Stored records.
◇ ◇ ◇ ◇ ◇
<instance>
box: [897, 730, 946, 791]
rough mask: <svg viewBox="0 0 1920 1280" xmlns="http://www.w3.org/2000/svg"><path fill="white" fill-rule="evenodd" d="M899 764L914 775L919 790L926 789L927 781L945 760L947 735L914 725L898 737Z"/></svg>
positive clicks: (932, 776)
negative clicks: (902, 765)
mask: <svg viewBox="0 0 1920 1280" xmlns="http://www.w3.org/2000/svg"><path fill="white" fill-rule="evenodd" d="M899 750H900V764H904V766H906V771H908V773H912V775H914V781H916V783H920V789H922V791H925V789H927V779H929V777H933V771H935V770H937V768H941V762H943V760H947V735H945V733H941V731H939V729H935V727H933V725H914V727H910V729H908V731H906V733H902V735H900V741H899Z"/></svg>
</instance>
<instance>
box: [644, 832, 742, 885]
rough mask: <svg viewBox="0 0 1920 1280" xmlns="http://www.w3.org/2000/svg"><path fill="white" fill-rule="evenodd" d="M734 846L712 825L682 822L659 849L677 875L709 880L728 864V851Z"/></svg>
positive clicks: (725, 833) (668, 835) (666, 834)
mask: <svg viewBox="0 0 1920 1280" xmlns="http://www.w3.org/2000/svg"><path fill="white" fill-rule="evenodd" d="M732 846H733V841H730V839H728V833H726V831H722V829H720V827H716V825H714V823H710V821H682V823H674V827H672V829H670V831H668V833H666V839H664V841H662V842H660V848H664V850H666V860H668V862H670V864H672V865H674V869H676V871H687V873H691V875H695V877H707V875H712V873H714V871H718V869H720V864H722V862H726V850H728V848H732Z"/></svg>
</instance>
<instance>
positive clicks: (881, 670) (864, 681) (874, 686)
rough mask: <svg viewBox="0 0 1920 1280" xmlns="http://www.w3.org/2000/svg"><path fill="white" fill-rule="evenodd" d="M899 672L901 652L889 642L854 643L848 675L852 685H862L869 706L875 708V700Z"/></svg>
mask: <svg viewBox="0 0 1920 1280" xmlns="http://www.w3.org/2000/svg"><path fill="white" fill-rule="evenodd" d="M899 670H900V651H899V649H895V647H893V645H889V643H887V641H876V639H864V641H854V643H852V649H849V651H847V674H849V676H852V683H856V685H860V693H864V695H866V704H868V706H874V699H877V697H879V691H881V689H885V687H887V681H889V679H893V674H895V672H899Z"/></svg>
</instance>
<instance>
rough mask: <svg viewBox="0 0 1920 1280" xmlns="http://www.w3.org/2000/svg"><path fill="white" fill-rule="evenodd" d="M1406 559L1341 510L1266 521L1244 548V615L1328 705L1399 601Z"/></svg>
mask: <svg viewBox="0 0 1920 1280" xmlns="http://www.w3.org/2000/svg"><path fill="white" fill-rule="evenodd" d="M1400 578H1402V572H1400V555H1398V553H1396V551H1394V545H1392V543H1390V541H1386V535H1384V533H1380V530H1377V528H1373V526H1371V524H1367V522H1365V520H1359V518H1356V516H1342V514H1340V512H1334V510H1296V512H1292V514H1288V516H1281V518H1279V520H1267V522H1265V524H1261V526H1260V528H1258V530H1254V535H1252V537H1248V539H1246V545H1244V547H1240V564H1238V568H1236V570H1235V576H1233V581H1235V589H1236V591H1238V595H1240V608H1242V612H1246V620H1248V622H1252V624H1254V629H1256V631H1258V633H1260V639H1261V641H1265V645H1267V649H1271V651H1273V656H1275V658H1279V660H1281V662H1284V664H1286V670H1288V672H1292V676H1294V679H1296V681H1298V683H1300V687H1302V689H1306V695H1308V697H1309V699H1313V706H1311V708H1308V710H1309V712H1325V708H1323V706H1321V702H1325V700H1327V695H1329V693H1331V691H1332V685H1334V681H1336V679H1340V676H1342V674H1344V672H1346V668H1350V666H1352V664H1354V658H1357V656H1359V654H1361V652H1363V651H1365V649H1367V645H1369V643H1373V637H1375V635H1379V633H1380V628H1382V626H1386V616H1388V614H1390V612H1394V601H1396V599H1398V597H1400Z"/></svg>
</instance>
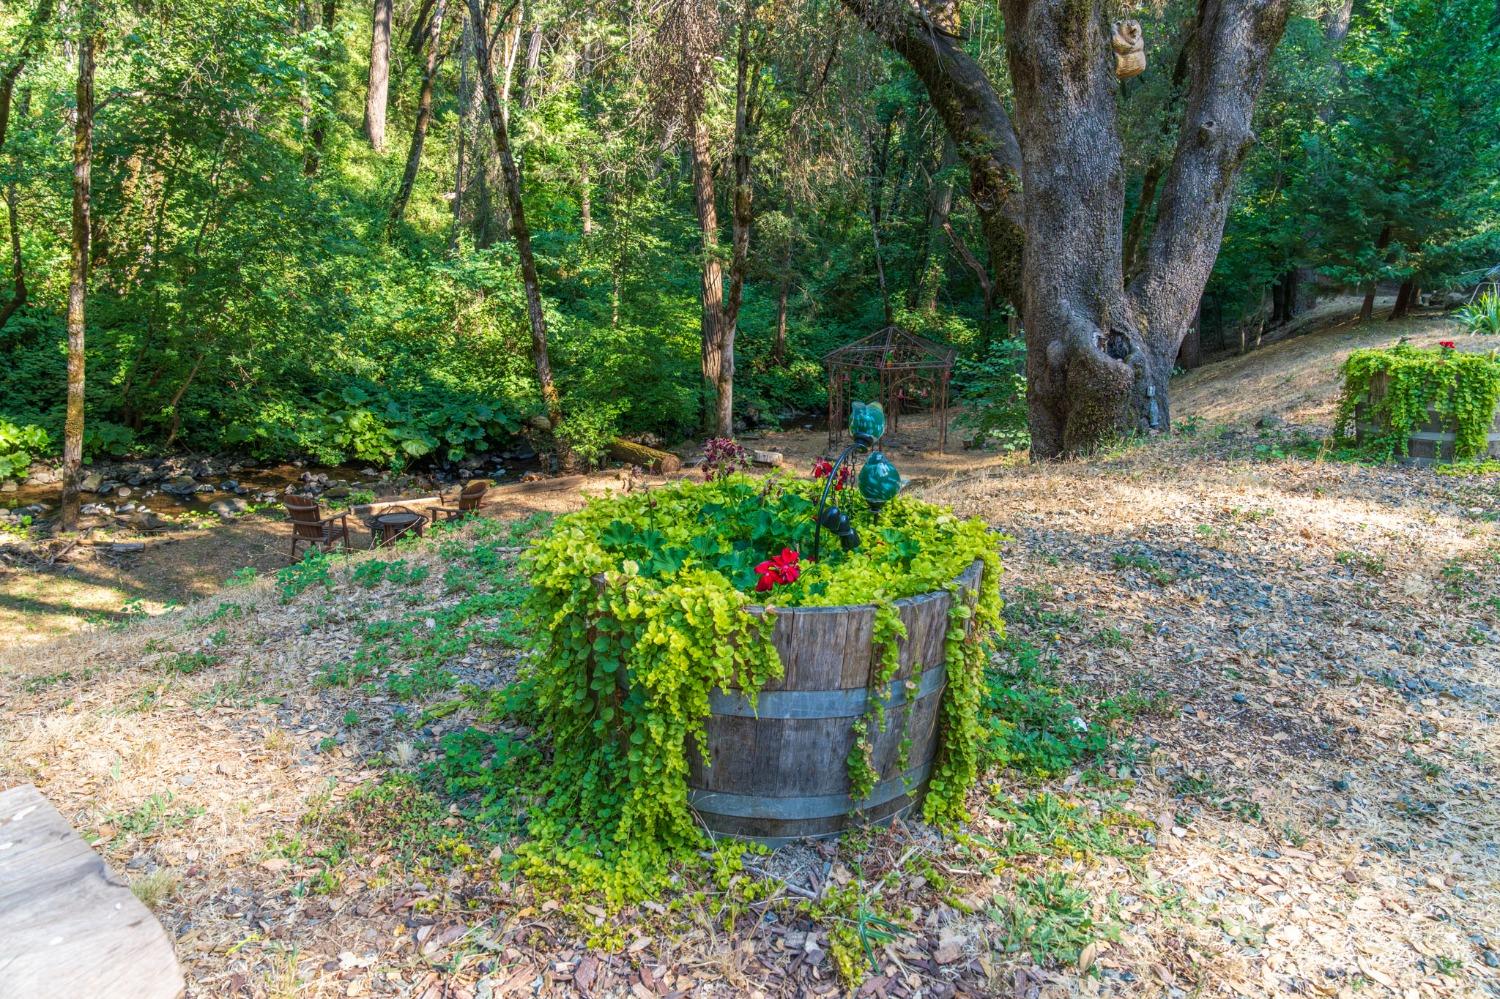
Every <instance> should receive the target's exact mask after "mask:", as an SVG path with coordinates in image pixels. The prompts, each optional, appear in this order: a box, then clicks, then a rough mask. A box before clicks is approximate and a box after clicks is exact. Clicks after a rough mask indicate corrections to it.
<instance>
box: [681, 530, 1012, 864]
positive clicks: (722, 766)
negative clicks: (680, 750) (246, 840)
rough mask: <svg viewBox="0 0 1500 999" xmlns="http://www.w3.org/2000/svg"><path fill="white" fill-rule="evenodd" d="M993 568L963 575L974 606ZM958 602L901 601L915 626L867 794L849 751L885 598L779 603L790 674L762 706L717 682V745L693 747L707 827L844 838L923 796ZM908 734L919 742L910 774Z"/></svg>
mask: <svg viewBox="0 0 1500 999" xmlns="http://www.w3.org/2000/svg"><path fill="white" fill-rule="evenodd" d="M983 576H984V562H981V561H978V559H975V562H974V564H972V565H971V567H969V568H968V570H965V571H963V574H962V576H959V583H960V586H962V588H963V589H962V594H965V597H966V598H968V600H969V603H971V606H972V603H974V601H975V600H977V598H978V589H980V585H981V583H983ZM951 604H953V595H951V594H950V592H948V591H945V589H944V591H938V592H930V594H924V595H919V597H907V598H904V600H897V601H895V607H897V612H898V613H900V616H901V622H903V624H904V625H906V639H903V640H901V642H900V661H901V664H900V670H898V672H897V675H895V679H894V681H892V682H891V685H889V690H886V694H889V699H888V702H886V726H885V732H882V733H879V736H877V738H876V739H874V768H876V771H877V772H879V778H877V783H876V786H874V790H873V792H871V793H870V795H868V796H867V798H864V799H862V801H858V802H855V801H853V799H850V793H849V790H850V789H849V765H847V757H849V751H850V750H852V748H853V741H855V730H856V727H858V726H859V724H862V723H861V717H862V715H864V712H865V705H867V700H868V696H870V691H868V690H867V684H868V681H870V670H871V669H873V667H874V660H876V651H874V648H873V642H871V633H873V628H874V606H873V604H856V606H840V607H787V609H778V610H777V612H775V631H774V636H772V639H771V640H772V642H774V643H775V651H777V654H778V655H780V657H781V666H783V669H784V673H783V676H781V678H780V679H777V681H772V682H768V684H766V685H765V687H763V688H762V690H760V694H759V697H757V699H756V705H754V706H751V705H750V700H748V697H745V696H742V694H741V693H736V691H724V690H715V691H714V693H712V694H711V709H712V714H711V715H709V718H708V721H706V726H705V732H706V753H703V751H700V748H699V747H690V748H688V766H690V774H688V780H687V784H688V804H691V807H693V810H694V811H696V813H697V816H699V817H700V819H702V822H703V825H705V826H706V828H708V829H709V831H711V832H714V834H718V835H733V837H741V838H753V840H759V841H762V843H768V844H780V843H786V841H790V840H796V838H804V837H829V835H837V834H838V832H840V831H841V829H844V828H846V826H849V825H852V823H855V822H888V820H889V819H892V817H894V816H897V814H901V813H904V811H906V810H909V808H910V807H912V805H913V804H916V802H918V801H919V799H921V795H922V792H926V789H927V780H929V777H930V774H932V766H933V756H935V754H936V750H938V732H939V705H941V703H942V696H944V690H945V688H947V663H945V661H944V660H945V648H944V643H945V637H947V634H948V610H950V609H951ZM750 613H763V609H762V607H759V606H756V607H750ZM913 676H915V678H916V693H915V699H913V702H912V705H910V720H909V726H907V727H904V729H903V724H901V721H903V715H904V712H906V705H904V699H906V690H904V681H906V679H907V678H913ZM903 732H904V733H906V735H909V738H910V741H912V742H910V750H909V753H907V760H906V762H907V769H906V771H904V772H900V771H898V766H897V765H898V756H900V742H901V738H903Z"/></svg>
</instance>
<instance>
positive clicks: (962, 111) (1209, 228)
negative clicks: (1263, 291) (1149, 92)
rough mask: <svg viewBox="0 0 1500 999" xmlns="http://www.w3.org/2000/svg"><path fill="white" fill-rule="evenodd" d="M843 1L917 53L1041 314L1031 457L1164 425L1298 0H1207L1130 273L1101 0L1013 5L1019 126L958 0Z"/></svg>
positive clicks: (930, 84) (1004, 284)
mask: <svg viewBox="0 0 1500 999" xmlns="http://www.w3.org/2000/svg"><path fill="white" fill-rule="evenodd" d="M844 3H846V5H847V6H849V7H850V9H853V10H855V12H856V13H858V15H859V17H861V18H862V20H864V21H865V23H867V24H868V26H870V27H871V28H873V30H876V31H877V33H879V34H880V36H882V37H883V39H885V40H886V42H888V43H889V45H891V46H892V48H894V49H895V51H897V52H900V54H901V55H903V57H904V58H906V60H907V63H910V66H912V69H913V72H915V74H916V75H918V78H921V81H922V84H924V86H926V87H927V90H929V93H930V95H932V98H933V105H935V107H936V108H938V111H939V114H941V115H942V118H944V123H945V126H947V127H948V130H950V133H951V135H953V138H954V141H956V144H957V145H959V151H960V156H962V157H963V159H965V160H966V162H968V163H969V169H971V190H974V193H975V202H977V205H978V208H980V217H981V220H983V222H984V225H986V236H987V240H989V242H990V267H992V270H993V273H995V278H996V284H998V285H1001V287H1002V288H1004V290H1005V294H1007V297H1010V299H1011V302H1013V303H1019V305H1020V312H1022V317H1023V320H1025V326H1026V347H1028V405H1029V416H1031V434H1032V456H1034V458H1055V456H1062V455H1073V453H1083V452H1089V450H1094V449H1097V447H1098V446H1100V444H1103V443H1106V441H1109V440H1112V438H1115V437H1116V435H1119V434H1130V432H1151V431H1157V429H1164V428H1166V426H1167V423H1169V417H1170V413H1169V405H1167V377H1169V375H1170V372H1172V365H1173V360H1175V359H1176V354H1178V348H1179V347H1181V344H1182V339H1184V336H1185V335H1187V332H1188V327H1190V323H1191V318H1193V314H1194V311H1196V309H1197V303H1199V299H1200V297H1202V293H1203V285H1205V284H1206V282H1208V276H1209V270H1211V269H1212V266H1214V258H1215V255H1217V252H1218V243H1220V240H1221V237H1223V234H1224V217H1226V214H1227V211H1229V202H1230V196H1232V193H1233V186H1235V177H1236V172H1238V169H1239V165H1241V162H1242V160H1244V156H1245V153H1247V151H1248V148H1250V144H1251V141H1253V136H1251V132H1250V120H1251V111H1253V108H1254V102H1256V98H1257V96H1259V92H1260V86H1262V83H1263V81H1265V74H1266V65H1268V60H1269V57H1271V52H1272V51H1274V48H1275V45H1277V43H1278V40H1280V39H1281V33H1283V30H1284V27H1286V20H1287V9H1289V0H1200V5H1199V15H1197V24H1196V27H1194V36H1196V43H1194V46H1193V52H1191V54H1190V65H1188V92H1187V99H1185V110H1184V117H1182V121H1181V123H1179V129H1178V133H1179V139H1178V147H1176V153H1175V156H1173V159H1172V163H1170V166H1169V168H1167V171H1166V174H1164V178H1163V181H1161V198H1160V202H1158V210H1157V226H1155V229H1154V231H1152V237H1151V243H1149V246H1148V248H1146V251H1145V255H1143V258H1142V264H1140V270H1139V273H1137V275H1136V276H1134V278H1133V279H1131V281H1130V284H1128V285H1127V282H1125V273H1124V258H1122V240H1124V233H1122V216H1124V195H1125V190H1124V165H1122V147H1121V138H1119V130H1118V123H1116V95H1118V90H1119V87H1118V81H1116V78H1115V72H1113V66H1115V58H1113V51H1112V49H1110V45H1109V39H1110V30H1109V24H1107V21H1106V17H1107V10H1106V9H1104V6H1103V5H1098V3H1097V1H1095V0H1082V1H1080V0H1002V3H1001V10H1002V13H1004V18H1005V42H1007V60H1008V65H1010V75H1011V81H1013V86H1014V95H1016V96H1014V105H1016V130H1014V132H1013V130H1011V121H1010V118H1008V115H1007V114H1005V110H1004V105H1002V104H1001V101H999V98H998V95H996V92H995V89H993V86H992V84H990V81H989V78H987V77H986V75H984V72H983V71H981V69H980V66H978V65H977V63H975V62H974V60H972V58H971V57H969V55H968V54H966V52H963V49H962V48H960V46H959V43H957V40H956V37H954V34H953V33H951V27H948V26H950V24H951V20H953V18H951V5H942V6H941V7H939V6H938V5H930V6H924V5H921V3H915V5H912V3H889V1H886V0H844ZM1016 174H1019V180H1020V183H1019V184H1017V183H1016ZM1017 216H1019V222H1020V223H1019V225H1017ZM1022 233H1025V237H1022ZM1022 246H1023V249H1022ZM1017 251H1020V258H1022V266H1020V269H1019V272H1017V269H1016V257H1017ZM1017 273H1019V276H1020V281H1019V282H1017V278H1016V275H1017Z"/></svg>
◇ ◇ ◇ ◇ ◇
Please reproduce, exactly as written, the lines of the records from the first line through the one containing "positive clicks: (881, 670)".

<instance>
box: [897, 730, 946, 791]
rough mask: <svg viewBox="0 0 1920 1280" xmlns="http://www.w3.org/2000/svg"><path fill="white" fill-rule="evenodd" d="M899 764L914 775L919 790L926 789L927 781L945 760L947 735L914 725L898 737Z"/></svg>
positive clicks: (932, 776)
negative clicks: (902, 765)
mask: <svg viewBox="0 0 1920 1280" xmlns="http://www.w3.org/2000/svg"><path fill="white" fill-rule="evenodd" d="M899 750H900V764H904V766H906V771H908V773H912V775H914V781H916V783H920V789H922V791H925V789H927V779H929V777H933V771H935V770H937V768H941V762H943V760H947V735H945V733H941V731H939V729H935V727H933V725H914V727H910V729H908V731H906V733H902V735H900V741H899Z"/></svg>
</instance>
<instance>
box: [644, 832, 742, 885]
rough mask: <svg viewBox="0 0 1920 1280" xmlns="http://www.w3.org/2000/svg"><path fill="white" fill-rule="evenodd" d="M734 846L712 825L682 822L659 849L677 875L709 880L728 864V851Z"/></svg>
positive clicks: (725, 833) (668, 835) (666, 834)
mask: <svg viewBox="0 0 1920 1280" xmlns="http://www.w3.org/2000/svg"><path fill="white" fill-rule="evenodd" d="M732 846H733V841H730V839H728V833H726V831H722V829H720V827H716V825H714V823H710V821H682V823H674V827H672V829H670V831H668V833H666V839H664V841H662V842H660V848H664V850H666V860H668V862H670V864H672V865H674V869H676V871H687V873H691V875H695V877H707V875H712V873H714V871H718V869H720V864H722V862H726V850H728V848H732Z"/></svg>
</instance>
<instance>
positive clicks: (881, 670) (864, 681) (874, 686)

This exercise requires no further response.